▶ Teks Sumber:
Saturday, April 30, 2016

Kh. Ali Mushofa Ya'qub Tegas Terhadap Kesesatan Syiah. “Banyak Kyai Nu Menegur Saya Karena Tulisan Dan Sikap Saya”


KH. DR. Ali Mustafa Yaqub

Titik Temu Wahabi-NU (Prof. Dr. Ali Mushthofa Ya’kub)
Prof. Dr. Ali Mushthofa Ya’kub: Jangan Mau Jadi Jangkrik! [Untuk Orang NU yang Mau Diadu Domba Dengan Wahhabi]
KH. Ali Mushofa Ya'qub tegas terhadap 
kesesatan Syiah

A. Z. MuttaqinKamis, 21 Rajab 1437 H / 28 April 2016 18:02
KH. Dr. Ali Musthofa Ya’qub M.A.,saat menjadi Imam Besar Masjid Istiqlal Jakarta, sangat tegas berbicara tentang kesesatan dan bahaya Syiah. Dia dikenal sebagai tokoh Umat yang sangat lugas dan tegas dalam membela Islam dan Umat Islam. Kiai juga tak segan mengingatkan bahaya Syiah bagi Umat dan NKRI. Dirinya mengaku kecolongan saat ada pendeta Syiah berbicara di Masjid Istiqlal.
Kiai Ali Musthofa pernah mengatakan ceramah pendeta Syiah di Masjid Istiqlal yang meresahan kaum Muslimin Ahlus Sunnah sudah masuk dalam kategori membahayakan NKRI.
“Memang benar, ada ulama Syi’ah dari Iran yang memberikan ceramah di masjid Istiqlal hari Jum’at Kemarin. Cuma yang mempunyai wewenang untuk memberikan izin itu bukan saya tetapi Badan Pelaksana Pengelola Masjid Istiqlal di bawah pengawasan Kementerian Agama,” kata Kiai Musthofa lansir hidayatullah.com, Sabtu (22/11/2014).
Menurutnya, ceramah salah satu pendeta Syi’ah asal Iran di Masjid Istiqlal hari Jum’at (21/11/2014) lalu telah membuat keresahan kalangan umat Islam, khususnya Ahlus Sunnah Wal Jama’ah.
Dia membenarkan bila acara itu diadakan di Masjid Istiqlal pada hari Jumat kemarin, di mana ketika itu dirinya sedang ada urusan ke Pontianak. Awalnya informasi yang dia terima ada dua tamu, satu imam Masjid Kubah (Madinah), satunya lagi dari Iraq. Rupanya setelah datang dari Pontianak dia baru faham jika yang ceramah itu justru dari Iran, bukan dari Iraq.
Kiai Ali Musthofa mengatakan dirinya sudah berulangkali memberikan masukan kepada Badan Pengelola Pelaksana Masjid Istiqlal untuk tidak memberikan kesempatan kepada ulama Syi’ah untuk berceramah di Masjid Istiqlal karena hal itu hanya akan menimbulkan kontroversi, kecuali hanya untuk melaksanakan shalat saja.

▶ Data Tersedia:

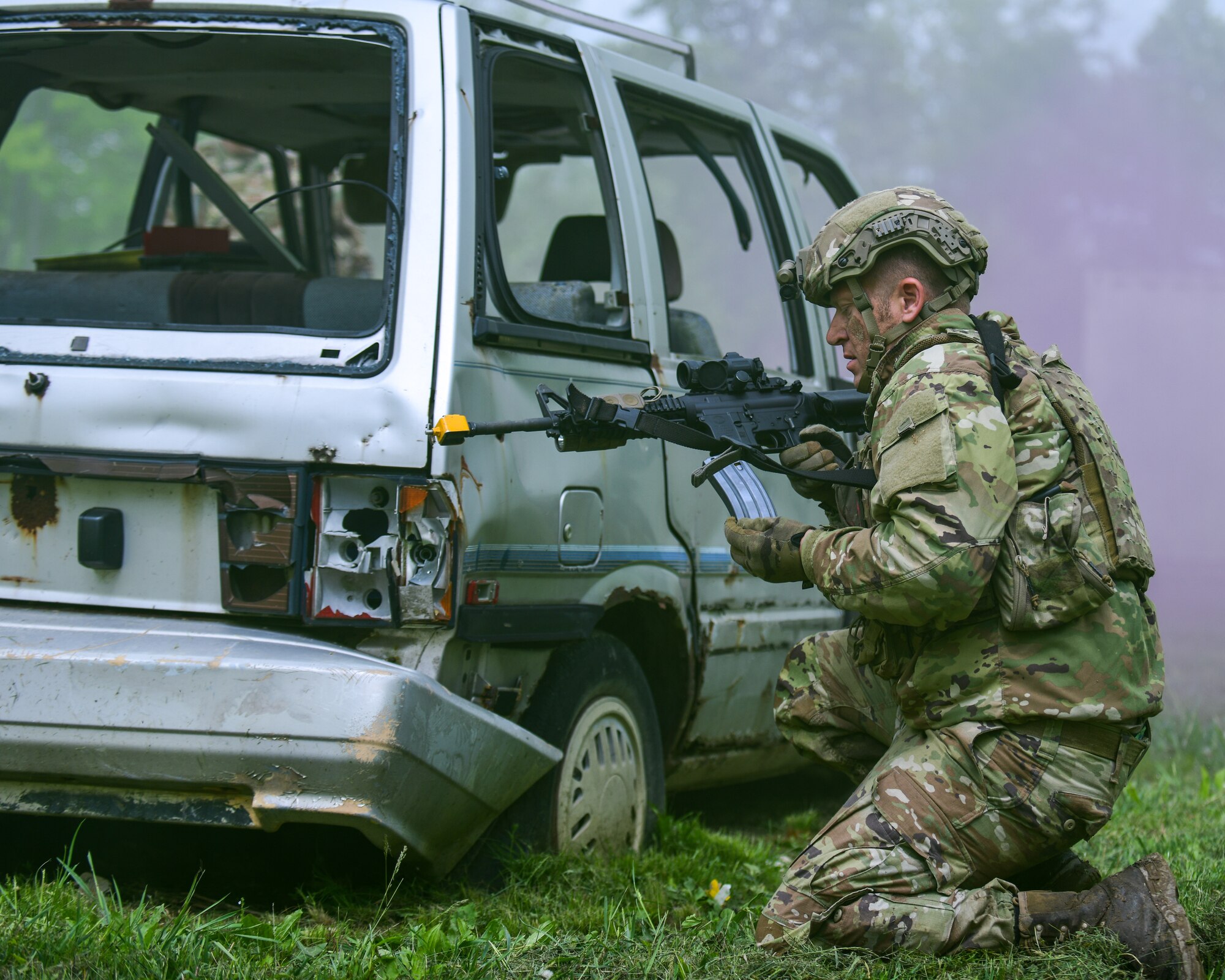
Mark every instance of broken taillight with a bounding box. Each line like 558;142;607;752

▶ Yang Diminta:
(a) Tuliskan kembali tanpa perubahan bagian artikel tentang KH. Ali Musthofa Ya'qub dan Syiah yang dibuka dengan kata-kata "KH. DR. Ali Mustafa" dan ditutup dengan "kategori membahayakan NKRI.".
(b) Lanjutkan artikel tentang sikap KH. Ali Musthofa Ya'qub terhadap Syiah, mulai dari kalimat terakhir yang tercantum.

▶ Hasil Latihan:
(a)
KH. DR. Ali Mustafa Yaqub

Titik Temu Wahabi-NU (Prof. Dr. Ali Mushthofa Ya’kub)
Prof. Dr. Ali Mushthofa Ya’kub: Jangan Mau Jadi Jangkrik! [Untuk Orang NU yang Mau Diadu Domba Dengan Wahhabi]
KH. Ali Mushofa Ya'qub tegas terhadap 
kesesatan Syiah

A. Z. MuttaqinKamis, 21 Rajab 1437 H / 28 April 2016 18:02
KH. Dr. Ali Musthofa Ya’qub M.A.,saat menjadi Imam Besar Masjid Istiqlal Jakarta, sangat tegas berbicara tentang kesesatan dan bahaya Syiah. Dia dikenal sebagai tokoh Umat yang sangat lugas dan tegas dalam membela Islam dan Umat Islam. Kiai juga tak segan mengingatkan bahaya Syiah bagi Umat dan NKRI. Dirinya mengaku kecolongan saat ada pendeta Syiah berbicara di Masjid Istiqlal.
Kiai Ali Musthofa pernah mengatakan ceramah pendeta Syiah di Masjid Istiqlal yang meresahan kaum Muslimin Ahlus Sunnah sudah masuk dalam kategori membahayakan NKRI.

(b)
“Silahkan memberikan izin kepada tamu dari Iran (orang-orang Syi’ah,red) untuk melaksanakan shalat di masjid Istiqlal tapi jangan sampai memberikan kesempatan berceramah karena akan membahayakan umat Islam,” tegasnya mengulang nasehatnya yang diberikan kepada Badan Pelaksana Pengelola Masjid Istiqlal Jakarta.
Apalagi menurut Kiai sudah jelas bahwa Syi’ah sendiri merupakan ancaman terbesar yang membahayakan umat Islam, khususnya NKRI. Jadi jangan sampai memberikan kesempatan kepada orang-orang Syiah untuk angkat bicara berceramah di masjid Istiqlal.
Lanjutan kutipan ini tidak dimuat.